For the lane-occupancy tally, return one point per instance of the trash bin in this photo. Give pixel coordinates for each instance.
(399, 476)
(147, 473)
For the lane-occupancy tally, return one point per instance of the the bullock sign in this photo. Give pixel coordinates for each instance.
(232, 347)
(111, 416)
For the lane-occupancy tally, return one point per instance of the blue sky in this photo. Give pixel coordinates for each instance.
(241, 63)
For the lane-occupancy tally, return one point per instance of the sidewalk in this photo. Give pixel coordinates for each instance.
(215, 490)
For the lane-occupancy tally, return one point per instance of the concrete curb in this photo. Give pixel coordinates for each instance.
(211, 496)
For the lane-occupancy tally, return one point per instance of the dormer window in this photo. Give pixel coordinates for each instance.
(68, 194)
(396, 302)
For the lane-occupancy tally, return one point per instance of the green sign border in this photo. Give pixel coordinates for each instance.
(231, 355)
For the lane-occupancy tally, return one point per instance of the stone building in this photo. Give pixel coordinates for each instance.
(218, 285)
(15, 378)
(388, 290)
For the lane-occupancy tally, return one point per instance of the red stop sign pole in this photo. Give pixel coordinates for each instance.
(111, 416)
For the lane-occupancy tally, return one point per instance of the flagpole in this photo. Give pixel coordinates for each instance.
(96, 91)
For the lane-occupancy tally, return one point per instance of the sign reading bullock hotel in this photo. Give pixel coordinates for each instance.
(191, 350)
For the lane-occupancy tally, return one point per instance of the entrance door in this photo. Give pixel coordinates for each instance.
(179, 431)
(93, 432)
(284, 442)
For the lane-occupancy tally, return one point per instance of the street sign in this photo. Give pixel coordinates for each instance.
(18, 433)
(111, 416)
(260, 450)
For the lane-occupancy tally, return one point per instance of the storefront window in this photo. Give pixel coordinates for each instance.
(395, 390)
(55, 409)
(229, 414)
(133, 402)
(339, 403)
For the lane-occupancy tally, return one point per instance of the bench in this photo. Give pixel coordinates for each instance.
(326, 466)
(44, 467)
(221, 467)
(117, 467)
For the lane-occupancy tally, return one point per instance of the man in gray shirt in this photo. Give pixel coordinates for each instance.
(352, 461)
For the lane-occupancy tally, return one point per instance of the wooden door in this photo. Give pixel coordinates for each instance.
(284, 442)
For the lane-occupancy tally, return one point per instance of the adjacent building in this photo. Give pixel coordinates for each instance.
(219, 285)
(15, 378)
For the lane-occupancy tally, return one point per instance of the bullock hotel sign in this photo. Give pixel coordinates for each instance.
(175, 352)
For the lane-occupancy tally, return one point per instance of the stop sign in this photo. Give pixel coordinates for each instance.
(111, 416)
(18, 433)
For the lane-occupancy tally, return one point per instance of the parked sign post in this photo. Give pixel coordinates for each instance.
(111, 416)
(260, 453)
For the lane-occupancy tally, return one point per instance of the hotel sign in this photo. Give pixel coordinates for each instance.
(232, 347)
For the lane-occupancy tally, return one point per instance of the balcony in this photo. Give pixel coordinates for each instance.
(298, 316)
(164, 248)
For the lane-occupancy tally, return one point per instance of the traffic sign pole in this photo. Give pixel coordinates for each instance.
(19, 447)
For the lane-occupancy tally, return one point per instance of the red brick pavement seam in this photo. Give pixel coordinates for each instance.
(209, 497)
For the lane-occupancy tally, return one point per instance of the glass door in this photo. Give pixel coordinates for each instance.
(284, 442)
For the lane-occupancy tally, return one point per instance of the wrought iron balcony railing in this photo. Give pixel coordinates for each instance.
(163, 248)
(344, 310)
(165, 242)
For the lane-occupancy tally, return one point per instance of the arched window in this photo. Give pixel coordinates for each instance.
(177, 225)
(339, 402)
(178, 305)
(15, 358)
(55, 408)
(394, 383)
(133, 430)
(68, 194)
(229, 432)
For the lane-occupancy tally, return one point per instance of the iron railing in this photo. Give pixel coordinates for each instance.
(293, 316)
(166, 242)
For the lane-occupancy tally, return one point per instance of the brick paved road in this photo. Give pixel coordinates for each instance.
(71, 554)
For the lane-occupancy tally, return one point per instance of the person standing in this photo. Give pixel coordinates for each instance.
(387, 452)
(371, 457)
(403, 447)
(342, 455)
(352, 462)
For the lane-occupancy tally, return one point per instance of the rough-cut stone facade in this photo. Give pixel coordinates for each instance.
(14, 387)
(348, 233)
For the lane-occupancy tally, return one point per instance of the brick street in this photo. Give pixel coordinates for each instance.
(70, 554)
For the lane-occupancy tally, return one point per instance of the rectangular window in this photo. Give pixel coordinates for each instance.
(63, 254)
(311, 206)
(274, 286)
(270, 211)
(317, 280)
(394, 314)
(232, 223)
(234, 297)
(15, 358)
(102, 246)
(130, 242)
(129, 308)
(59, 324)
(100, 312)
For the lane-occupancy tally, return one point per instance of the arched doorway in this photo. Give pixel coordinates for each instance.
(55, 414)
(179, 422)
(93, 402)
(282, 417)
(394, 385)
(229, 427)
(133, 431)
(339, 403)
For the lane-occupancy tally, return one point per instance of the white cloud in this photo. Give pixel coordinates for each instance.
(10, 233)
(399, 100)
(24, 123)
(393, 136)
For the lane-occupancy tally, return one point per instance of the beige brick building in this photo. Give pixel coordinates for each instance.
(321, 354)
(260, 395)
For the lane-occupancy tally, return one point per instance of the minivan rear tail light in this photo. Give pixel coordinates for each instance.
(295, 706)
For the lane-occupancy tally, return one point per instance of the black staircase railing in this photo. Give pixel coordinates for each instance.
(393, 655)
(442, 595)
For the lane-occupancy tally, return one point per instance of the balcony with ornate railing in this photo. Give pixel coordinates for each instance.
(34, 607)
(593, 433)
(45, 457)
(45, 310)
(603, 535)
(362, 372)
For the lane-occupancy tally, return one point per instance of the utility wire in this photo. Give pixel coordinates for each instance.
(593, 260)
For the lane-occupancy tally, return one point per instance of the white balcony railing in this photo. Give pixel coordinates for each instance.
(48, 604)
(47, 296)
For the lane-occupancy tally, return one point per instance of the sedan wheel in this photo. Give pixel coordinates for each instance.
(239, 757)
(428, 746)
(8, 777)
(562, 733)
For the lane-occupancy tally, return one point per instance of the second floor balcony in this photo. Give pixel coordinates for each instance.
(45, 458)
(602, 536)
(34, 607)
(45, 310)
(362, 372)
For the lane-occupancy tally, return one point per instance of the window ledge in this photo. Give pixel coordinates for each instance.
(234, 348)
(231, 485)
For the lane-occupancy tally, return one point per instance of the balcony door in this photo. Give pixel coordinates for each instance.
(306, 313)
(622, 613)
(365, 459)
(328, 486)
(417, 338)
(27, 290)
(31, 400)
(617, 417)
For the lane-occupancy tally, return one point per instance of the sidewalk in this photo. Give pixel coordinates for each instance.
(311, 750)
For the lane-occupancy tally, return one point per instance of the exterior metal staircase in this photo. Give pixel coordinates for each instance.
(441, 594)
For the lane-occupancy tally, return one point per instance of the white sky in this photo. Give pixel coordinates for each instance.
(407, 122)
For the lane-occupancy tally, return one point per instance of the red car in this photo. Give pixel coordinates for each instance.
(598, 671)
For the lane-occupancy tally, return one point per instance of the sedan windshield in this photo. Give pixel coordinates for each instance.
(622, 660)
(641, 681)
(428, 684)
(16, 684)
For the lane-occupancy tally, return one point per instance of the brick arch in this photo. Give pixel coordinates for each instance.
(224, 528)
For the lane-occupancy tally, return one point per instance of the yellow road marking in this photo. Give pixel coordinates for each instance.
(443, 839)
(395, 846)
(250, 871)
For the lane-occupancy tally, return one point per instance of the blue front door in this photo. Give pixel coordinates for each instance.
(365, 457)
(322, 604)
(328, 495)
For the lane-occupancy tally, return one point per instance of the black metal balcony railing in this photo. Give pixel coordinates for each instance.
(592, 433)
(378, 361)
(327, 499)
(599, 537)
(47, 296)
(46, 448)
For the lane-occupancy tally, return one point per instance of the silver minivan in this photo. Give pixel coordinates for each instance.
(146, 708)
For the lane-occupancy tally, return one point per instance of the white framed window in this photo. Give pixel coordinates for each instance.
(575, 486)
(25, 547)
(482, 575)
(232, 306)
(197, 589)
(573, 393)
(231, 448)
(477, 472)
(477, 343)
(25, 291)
══════
■ **What you should do**: Transcribe exactly the line containing "the sedan windshield" and all remaining lines of the material, ending with the last one.

■ **Solved problem**:
For the lane-occupancy tally, return one point per instance of the sedan windshield in this photo. Give pixel coordinates for each instance.
(622, 660)
(641, 681)
(428, 684)
(16, 684)
For the lane-occupancy tally, return one point per instance of the brick arch in this photo. Give pixel coordinates for each instance.
(224, 528)
For the lane-occupancy tally, return one point per instance of the yellow road marking in this photo. Give pixel coordinates for each instance.
(443, 839)
(395, 846)
(250, 871)
For the lane-occupancy tally, return one point per instance of the blue front door in this photo. Give pixel coordinates for each instance.
(365, 457)
(322, 604)
(328, 495)
For the lane-occupancy tally, return one point per instance of the black metal balcony railing in this photo. Give pixel coordinates for each instance.
(592, 433)
(378, 361)
(327, 499)
(599, 537)
(47, 296)
(46, 448)
For the lane-occupancy tally, return one point per instance of the silver minivan in this photo. Give pixel coordinates for each instance.
(146, 708)
For the lane-occupancy tally, return one point per instance of the white framed window in this photo. Give pixel coordinates for each instance.
(575, 486)
(25, 547)
(482, 575)
(232, 306)
(197, 589)
(573, 393)
(231, 448)
(477, 472)
(477, 343)
(25, 291)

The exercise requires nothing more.